Boundary labeling items:
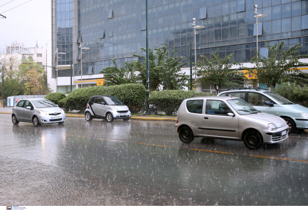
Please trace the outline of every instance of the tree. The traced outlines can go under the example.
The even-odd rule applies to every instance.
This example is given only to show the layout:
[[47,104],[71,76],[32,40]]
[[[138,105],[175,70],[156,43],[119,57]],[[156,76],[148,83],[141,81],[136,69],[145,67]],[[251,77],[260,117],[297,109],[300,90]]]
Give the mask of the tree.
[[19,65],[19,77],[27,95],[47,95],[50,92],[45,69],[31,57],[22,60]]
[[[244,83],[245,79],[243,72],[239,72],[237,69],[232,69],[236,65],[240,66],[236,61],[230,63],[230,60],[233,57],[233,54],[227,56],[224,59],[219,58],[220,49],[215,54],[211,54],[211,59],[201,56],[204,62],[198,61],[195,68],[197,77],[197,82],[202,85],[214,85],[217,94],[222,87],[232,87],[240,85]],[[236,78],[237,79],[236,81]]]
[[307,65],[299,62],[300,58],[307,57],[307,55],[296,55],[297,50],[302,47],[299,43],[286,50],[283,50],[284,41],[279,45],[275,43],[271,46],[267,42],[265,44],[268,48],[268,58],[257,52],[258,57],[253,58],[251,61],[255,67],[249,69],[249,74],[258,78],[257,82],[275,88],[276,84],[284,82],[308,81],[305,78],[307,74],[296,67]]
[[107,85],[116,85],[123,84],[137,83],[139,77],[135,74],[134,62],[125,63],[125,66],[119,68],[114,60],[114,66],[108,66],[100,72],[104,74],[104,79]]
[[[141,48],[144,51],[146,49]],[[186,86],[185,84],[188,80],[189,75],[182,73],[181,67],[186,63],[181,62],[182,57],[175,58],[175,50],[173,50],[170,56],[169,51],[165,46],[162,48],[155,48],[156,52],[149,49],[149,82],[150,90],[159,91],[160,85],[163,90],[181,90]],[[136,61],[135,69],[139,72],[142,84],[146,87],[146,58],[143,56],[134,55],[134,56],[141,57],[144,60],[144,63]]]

_WHAT THE TASK ASKS_:
Arrange every line of the material above as a Markdown table with the columns Row and Line, numbering the rows and omitting blank lines. Leave the pictures out.

_RESPONSE TO THE TASK_:
| Row | Line |
|---|---|
| 1 | Please trace the outline of every instance of the tree. The traced outlines can go under the example. |
| 2 | The even-odd rule applies to every instance. |
| 3 | This example is given only to show the layout: |
| 4 | [[47,104],[71,76],[32,40]] |
| 5 | [[[138,105],[175,70],[156,43],[119,57]],[[156,76],[148,83],[141,81],[136,69],[145,67]],[[251,77],[260,117],[297,109],[300,90]]] |
| 6 | Give the mask of the tree. |
| 7 | [[19,65],[19,77],[27,95],[47,95],[50,92],[45,69],[31,57],[22,60]] |
| 8 | [[[244,83],[245,79],[243,72],[239,72],[237,69],[232,69],[236,65],[240,66],[236,61],[230,63],[230,60],[233,57],[233,54],[227,56],[224,59],[219,58],[220,49],[215,54],[211,54],[211,59],[201,56],[204,62],[198,61],[195,68],[197,77],[197,82],[202,85],[214,85],[217,94],[222,87],[232,87],[240,85]],[[236,78],[237,79],[236,81]]] |
| 9 | [[307,65],[299,62],[300,58],[307,57],[307,55],[296,55],[297,50],[302,47],[299,43],[286,50],[283,50],[284,41],[279,45],[275,43],[271,46],[267,42],[265,44],[268,48],[268,58],[257,52],[258,57],[253,58],[251,61],[255,67],[249,69],[249,74],[258,78],[257,82],[275,88],[276,84],[284,82],[308,81],[305,78],[307,74],[296,67]] |
| 10 | [[107,85],[116,85],[123,84],[137,83],[139,77],[135,74],[134,62],[125,63],[125,66],[119,68],[114,60],[114,66],[108,66],[100,72],[104,74],[104,79]] |
| 11 | [[[141,48],[144,51],[146,49]],[[186,86],[185,84],[188,80],[189,75],[182,73],[181,67],[186,63],[181,62],[182,57],[175,58],[175,50],[173,50],[170,56],[169,51],[165,46],[162,48],[155,48],[156,52],[149,49],[149,82],[150,90],[159,91],[160,85],[163,90],[181,90]],[[136,61],[135,69],[139,72],[142,84],[146,87],[146,58],[143,56],[134,55],[134,56],[141,57],[144,60],[144,63]]] |